EXERCISE DESCRIPTION
Can you copy every line of the material below word for word, leaving the pictures out of your reply?

SUPPLIED INFORMATION
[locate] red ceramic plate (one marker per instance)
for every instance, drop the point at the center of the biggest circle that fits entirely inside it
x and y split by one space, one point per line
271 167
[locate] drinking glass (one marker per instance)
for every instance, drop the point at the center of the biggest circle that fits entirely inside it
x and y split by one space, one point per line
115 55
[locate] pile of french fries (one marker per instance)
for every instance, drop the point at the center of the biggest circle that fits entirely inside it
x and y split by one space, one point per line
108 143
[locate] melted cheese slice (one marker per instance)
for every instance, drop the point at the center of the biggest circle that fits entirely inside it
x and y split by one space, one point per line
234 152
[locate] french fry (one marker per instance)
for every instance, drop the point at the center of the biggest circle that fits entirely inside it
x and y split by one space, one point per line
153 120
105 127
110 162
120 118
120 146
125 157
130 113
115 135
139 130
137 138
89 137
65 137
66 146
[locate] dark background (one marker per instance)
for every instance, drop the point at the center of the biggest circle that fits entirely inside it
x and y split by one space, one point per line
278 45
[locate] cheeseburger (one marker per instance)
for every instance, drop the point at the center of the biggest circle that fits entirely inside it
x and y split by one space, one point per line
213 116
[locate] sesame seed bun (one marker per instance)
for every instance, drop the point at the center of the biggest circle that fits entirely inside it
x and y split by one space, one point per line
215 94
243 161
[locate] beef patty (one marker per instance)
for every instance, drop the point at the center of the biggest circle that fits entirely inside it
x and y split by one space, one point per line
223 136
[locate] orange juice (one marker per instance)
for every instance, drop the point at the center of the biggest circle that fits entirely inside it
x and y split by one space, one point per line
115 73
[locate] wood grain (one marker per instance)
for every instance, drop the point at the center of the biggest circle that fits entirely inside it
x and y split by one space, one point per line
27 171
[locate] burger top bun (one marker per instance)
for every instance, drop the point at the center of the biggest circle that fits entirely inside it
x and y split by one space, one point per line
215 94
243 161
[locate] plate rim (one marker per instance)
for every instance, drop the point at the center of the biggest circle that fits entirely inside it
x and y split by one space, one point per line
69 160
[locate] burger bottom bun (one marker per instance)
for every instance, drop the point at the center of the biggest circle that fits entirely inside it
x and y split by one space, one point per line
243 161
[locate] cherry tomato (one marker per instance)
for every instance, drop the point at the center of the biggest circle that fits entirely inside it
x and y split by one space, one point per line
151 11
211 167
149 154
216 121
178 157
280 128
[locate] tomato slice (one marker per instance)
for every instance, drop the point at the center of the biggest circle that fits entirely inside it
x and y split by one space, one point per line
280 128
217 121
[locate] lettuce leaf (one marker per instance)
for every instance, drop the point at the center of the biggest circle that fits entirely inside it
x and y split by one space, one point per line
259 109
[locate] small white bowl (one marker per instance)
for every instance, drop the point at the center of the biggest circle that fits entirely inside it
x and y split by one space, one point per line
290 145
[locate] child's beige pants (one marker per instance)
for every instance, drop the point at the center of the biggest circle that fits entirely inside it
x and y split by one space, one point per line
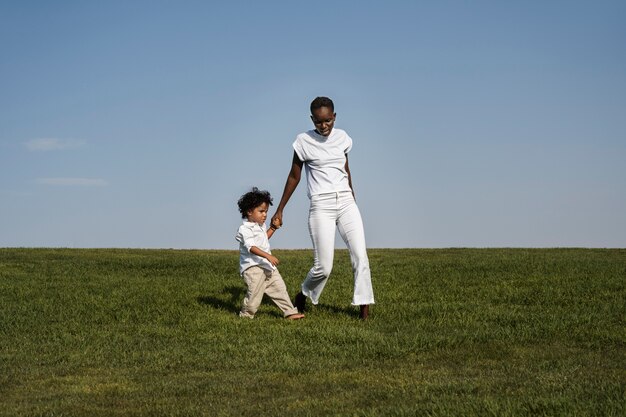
260 281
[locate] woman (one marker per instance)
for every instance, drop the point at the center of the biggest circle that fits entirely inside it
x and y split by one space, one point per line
324 154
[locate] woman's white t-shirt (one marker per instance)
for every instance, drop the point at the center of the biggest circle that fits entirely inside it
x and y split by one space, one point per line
324 160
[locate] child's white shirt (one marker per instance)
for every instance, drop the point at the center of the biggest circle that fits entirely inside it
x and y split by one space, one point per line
325 160
253 234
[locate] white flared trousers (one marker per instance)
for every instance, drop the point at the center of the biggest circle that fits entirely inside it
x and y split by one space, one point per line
327 213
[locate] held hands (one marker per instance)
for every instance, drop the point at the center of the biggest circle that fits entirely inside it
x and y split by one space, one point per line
277 221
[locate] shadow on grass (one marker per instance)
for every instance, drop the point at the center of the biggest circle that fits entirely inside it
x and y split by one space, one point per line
345 311
232 301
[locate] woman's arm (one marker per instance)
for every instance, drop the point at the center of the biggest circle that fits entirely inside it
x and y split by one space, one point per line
349 177
293 179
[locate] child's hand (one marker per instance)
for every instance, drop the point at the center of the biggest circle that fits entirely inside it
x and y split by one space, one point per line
273 260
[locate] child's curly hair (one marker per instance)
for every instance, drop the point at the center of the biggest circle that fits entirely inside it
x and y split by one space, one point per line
250 200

PROBLEM SOLUTION
[locate] red ceramic plate (one marker per instance)
for every instance, drop the point at the center of the biggest circle that fits entirely inside it
x and y split by one space, one point per line
271 167
[locate] drinking glass (one marker per instance)
for every instance, drop the point at the center of the biggest circle that fits entirely inside it
x and y split by one space, one point per line
115 55
[locate] pile of french fries (one marker per instance)
for every instance, drop the point at the center of the biggest circle that fits entirely inside it
x and y split by one space, one point per line
108 143
[locate] melted cheese slice (one marker per instance)
for every instance, drop the point at the center of the biggest circle that fits entirely inside it
x and y split by one space, one point per line
234 152
[locate] french fry (one marker per instance)
for every instance, drop the point at the center of the biggest circle that fits entirely inside it
x and y split by one space, one point per line
153 120
105 127
110 162
120 118
120 146
125 157
130 113
115 135
139 130
137 138
89 137
65 137
66 146
[locate] dark background (one marker per instance)
for every instance, drop the point at the center of the biggest circle that fits entirely inside it
x and y split by one space, one point per line
278 45
[locate] cheeseburger (one marker per instance)
for every instance, drop the point at the center of the biggest circle that fits entirely inside it
x and y split by one space, one point per line
213 116
[locate] sesame seed bun (one marker per instance)
for every instance, drop the point at the center of the biggest circle that fits entirely inside it
x and y split by one space, one point per line
215 94
243 161
[locate] beef patty (one marker per instance)
for every instance, drop the point at the center of the biggest circle that fits entirely inside it
x and y split by one space, one point per line
223 136
[locate] orange juice (one marker per instance)
for every instance, drop the point at the center of the biggest circle that fits entirely inside it
x and y split by one space, one point per line
115 73
[locate] wood grain (one marker per instance)
for every instance, drop the point at the center of the biggest circle that fits entirely inside it
x and y split by one space, one point per line
27 171
[locate] burger top bun (one marker per instance)
for every instance, drop the point at the center of the biggest circle that fits entirely inside it
x and y split by one space, one point per line
215 94
243 161
[locate] plate rim (one marker per instance)
for every instance, drop the point at the center of the biggest circle that fits entirely inside it
x and y split by one space, one point per line
69 160
[locate] burger bottom bun (one marker per instance)
for every instance, drop the point at the center of the biggest circle that fits entirely inside it
x and y split by one space, one point per line
243 161
[locate] cherry tomato (one marker per instance)
for every instance, drop the point at the center of the biggest circle that fits entirely inside it
x and y split by one space, one point per line
151 11
211 167
149 154
216 121
178 157
280 128
[locate] tomato slice (one marker per instance)
for every instance, drop the point at the center of the biggest circle that fits entirely inside it
x and y split by one space, one point per line
280 128
217 121
[locate] lettuce leaf (one marker per instance)
for every instance, drop the point at the center of the biggest circle that fits entirely inside it
x and y split by one space, one point per line
259 109
[locate] small white bowl (one marker per instance)
for every instance, drop the point at the center of the biggest circle that fits entirely inside it
x and y split by one space, one point per line
290 145
[locate] child's beige pants (one marker per instance)
for every instance, drop the point at the center of the biggest circle that fits entirely inside it
x and y split by one space, one point per line
260 281
[locate] woman (one marker per instance)
for every instance, drop the point at the center of the biggest circle that fits entirely inside it
x and y split by one space, one point per line
324 154
[locate] woman's white t-shirt (one marker per instance)
for every instance, drop the point at the center of the biggest circle that fits entirely inside it
x and y split by one space, one point per line
324 160
[locate] child's white shirt (one marker per instance)
for every instance, drop the point at the center of the biggest circle that fits entirely inside it
x and y split by one space, one point per line
325 160
253 234
[locate] white flared trousers (one marker per instance)
for every instance, drop the point at the center of the biggest circle that fits entirely inside it
x and y split by one space, one point per line
327 213
[locate] held hands (one marker per instance)
for every instance, drop the point at the center of the biggest circle that fits entirely inside it
x and y split by one space, one point per line
277 221
[locate] shadow on grass (one marker per instance)
for every instance, drop the point at the center of the biggest circle that fits entirely inside it
x and y split by one space, one point per line
345 311
232 301
[locate] woman's arm (one marker per instance)
for every instance, drop the point at the center of the biggest circle that fits entirely inside it
x and y split by one space, one point per line
349 177
293 179
[locate] child's hand (one marker per instance)
for every instance, drop the point at the center of the biggest circle that fits entirely inside it
x and y split by one space, one point per line
273 260
[locate] child's curly hair (one marker per instance)
for every instance, drop the point at the center of the biggest circle that fits entirely inside it
x and y split by one space, one point per line
250 200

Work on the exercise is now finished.